▶ PROBLEM
Pick out every line in the entries below that contains the string "player", and copy each such line. Case counts.

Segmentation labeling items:
>>>

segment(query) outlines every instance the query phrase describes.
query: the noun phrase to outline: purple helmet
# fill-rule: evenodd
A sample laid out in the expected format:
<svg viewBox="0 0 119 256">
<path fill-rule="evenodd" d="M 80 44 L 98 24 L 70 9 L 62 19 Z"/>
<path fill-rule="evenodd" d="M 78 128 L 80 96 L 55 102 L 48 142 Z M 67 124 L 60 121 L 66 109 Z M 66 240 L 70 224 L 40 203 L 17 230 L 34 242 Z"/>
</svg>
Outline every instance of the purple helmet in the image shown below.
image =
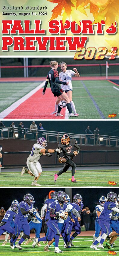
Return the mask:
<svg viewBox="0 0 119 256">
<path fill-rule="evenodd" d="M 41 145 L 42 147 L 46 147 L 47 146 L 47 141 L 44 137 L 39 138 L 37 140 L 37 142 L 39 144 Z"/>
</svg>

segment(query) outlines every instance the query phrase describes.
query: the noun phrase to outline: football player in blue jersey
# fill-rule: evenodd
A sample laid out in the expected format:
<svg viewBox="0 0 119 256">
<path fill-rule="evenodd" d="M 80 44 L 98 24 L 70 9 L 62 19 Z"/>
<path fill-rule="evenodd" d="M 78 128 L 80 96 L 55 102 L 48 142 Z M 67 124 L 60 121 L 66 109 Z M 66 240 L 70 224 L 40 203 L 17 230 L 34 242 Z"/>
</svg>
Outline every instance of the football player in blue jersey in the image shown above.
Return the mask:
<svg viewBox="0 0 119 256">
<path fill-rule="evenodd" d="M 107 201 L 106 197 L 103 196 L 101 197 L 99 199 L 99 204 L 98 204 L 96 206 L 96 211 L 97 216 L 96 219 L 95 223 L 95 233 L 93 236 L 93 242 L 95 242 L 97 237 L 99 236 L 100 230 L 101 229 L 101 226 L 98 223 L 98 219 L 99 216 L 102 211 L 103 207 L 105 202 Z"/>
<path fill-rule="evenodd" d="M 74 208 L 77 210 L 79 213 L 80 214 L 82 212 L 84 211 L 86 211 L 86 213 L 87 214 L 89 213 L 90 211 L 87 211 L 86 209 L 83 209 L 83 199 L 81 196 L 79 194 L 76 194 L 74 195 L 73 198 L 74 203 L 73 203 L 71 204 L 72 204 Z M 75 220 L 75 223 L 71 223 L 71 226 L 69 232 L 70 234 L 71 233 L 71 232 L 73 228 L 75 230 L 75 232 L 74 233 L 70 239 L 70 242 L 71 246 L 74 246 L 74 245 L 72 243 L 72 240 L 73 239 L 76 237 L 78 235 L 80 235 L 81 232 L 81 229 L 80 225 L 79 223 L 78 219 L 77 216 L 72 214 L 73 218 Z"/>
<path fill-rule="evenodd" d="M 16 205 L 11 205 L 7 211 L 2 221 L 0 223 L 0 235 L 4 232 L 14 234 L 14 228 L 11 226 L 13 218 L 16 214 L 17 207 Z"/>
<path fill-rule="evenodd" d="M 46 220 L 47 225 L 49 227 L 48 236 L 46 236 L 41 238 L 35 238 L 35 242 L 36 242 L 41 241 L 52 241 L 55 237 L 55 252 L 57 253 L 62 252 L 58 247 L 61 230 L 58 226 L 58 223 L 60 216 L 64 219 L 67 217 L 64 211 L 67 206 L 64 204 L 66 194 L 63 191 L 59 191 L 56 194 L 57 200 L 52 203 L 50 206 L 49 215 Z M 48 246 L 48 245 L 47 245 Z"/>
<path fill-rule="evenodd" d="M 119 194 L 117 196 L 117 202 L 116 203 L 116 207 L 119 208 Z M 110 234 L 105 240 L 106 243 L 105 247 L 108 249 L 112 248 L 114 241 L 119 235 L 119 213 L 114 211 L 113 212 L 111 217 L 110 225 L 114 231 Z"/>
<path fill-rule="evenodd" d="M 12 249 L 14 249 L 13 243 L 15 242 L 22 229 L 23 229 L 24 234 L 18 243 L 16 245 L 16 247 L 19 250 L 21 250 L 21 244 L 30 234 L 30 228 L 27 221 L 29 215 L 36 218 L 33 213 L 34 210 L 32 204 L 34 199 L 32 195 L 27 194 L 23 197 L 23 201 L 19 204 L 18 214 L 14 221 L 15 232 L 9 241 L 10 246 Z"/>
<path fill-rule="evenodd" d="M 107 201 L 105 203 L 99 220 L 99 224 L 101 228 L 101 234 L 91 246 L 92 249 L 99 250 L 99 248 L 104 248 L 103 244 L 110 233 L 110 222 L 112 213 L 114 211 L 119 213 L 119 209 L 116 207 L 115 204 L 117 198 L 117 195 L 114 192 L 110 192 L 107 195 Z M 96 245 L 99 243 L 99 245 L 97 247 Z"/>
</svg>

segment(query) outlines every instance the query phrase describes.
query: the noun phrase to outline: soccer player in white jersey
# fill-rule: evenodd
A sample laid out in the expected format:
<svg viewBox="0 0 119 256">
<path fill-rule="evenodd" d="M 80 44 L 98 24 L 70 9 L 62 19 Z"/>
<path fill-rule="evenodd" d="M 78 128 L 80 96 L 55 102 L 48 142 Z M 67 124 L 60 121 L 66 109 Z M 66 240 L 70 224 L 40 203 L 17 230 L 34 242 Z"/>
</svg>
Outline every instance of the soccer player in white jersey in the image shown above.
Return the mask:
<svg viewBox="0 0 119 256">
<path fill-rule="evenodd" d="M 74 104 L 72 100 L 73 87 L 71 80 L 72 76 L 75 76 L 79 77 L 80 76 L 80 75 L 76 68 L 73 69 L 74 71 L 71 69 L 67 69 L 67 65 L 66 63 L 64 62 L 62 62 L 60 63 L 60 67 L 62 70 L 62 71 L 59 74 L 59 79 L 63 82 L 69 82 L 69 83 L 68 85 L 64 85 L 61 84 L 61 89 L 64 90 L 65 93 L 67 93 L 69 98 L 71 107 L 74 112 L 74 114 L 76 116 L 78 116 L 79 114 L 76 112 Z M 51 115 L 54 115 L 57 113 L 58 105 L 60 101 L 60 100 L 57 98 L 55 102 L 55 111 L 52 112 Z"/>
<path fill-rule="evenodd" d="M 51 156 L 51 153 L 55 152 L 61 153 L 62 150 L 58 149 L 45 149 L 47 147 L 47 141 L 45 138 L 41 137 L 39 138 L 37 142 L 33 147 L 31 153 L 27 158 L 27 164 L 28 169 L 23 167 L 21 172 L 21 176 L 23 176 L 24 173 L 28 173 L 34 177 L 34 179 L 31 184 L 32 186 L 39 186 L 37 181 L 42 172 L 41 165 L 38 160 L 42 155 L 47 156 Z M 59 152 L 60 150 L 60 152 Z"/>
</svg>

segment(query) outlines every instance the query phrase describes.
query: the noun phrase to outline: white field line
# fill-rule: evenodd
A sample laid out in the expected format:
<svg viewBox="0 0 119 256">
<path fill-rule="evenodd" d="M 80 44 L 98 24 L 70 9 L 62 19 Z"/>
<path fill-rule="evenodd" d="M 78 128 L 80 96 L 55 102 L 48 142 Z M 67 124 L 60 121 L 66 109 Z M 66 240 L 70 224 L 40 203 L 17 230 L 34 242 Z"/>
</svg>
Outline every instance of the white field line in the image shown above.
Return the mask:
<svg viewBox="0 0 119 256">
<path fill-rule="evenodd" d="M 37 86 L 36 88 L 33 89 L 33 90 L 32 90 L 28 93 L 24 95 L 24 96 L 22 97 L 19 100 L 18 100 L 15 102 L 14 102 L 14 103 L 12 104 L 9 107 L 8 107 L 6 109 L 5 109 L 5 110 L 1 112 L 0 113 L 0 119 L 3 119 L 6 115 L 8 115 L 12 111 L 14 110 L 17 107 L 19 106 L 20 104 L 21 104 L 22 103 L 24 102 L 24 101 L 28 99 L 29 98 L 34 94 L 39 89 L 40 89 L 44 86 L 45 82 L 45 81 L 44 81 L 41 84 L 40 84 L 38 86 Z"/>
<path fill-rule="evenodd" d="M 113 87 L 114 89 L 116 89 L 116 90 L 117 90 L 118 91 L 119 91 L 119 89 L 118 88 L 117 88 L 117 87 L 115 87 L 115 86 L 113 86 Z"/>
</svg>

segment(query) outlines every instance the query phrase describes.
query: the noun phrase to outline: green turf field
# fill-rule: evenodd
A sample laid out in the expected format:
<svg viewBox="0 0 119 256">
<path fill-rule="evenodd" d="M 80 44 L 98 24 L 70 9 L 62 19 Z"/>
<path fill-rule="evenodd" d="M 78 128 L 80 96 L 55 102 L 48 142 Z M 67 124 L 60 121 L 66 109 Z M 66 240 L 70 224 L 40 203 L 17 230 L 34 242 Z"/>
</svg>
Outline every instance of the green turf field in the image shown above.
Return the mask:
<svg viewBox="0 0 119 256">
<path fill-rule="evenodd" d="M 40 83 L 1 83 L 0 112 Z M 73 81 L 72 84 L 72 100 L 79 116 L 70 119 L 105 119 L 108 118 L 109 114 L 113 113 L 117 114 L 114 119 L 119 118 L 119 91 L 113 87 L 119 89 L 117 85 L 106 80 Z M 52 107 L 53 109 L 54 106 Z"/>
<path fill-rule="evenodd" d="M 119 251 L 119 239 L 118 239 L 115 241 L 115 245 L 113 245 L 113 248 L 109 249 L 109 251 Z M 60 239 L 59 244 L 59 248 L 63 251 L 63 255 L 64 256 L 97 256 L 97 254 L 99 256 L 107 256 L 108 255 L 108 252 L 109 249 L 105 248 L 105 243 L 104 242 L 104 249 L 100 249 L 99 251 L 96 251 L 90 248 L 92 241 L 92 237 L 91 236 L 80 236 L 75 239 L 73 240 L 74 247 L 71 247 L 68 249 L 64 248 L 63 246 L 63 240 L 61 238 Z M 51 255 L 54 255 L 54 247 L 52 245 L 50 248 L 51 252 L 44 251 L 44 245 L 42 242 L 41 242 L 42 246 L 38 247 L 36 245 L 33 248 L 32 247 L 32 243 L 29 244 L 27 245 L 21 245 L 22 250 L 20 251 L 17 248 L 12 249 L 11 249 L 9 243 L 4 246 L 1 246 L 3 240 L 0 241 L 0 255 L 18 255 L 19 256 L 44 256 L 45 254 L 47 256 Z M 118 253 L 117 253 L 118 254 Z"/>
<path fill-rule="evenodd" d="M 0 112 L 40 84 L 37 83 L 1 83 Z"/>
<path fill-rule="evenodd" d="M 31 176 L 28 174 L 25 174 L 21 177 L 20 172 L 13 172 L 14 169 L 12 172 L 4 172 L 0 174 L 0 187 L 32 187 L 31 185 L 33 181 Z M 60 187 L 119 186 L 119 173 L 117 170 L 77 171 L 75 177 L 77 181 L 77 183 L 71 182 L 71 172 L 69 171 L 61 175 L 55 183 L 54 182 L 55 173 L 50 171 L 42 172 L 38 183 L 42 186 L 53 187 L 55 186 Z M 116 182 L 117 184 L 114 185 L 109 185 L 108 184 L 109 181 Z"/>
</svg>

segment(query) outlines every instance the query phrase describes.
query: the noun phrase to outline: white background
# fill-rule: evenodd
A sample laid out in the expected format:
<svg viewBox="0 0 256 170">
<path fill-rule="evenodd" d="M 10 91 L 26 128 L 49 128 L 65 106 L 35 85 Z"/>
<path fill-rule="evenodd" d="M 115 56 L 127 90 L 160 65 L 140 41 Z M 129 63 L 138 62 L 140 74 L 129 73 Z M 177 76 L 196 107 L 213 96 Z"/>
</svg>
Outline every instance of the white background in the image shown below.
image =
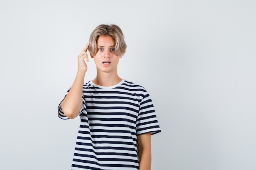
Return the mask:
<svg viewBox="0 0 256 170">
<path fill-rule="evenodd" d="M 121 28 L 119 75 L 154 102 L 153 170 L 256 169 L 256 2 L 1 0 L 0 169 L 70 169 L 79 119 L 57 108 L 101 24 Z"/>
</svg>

<<<

▶ THE COMPLETED TASK
query: the noun phrase to outline: football player in blue jersey
Outline every instance of the football player in blue jersey in the image shown above.
query: the noun phrase to outline: soccer player in white jersey
Outline every instance of the soccer player in white jersey in the image shown above.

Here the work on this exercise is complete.